» Text section
= = = =

As of September 2010, company representatives declared a change in focus for the company. In an attempt to go further "up-market", the company has focused itself on furniture gallery offerings at higher price points to distinguish itself from competitors like Pottery Barn. Locations have begun adding the term "Gallery" to their marques to indicate the change. The company designs, markets, and sells its collections through its retail stores, source books, and online. The San Francisco Chronicle has reported that, "One of the key strategies that set RH apart is its approach to inventory. While most retailers design things in-house, RH created a different model. RH CEO Gary Friedman said, "We have one full-time designer, Suzi Bolognese, working directly from London on our catalogs and displays." The company has partnered with artisans and designers in the production of its lines.

Jim Cramer of CNBC said that RH's source books were a tactic to move past the "four walls of the web" and to make it "exciting for people to shop again". He also stated that RH is a market disruptor, often to the point that it "disrupts itself". Cramer said in 2014 that the company was reinventing the concept of the brick and mortar store, including the use of very large flagship stores in unusual locations. In 2024, CEO Friedman, told Cramer that the company had no official social media presence at all, expressing a distaste for influencer marketing and social media marketing campaigns as inauthentic.

==Hospitality concepts==
In 2015, RH opened its first hospitality concept, the 3 Arts Club Café in Chicago. Since then, fifteen additional outlets were opened in the U.S., U.K., and Canada. RH operates 14 restaurants inside of select RH Gallery locations.

In 2022, RH opened its first hotel, the RH Guesthouse, in New York City.

In April 2022, it was announced that RH would purchase and renovate the Linden House, the home of the late Christel DeHaan, in Indianapolis, Indiana into a store showroom and restaurant. In November 2023, grand opening plans to the public were announced for November 17, 2023. The estate includes a 41,762-square-foot mansion, a private lake, terraces, and formal gardens. There are seven bedrooms and 10 full bathrooms, plus seven half-bathrooms in the house built in 2007.

In June 2023, the company entered the European market, opening its first location outside of North America. 'The Gallery at Aynho Park', based at Aynhoe Park in Northamptonshire, United Kingdom. It features six hospitality concepts and is located on 73 acres of land. The property features three restaurants (the Orangery, the Loggia, and the Conservatory), and three beverage outlets (the Wine Lounge, the Tea Lounge, and the Juicery).

==Executives==
Gary Friedman was the company's chairman and co-chief executive officer from 2001 until his resignation in 2012 following an independent report from Weil, Gotshal & Manges into his inappropriate romantic relationship with a younger female employee. Following his dismissal, Friedman continued the relationship with the woman. He was reappointed as co-CEO and chairman in July 2013. The company also announced that concurrent with Friedman's appointment, RH acquired the exclusive right to develop Hierarchy and that the new concept would be rebranded as RH Atelier, focusing on the development of luxury apparel, accessories, footwear, and jewelry.

Carlos Alberini joined as co-CEO in 2010, but resigned in 2013 to accept a position as CEO of Lucky Brand Jeans, upon which Friedman became the chairman and CEO of the company.

= = = =

» Data below
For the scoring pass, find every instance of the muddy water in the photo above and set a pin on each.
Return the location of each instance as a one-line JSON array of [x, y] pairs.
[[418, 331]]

= = = =

» Work request 1
Repeat everything in the RH text above from "Jim Cramer of" down to "campaigns as inauthentic.".
» Work request 2
According to the RH text, what was the company's first hospitality concept, and in which city did it open?

» Task answer 1
Jim Cramer of CNBC said that RH's source books were a tactic to move past the "four walls of the web" and to make it "exciting for people to shop again". He also stated that RH is a market disruptor, often to the point that it "disrupts itself". Cramer said in 2014 that the company was reinventing the concept of the brick and mortar store, including the use of very large flagship stores in unusual locations. In 2024, CEO Friedman, told Cramer that the company had no official social media presence at all, expressing a distaste for influencer marketing and social media marketing campaigns as inauthentic.

» Task answer 2
The 3 Arts Club Café, in Chicago.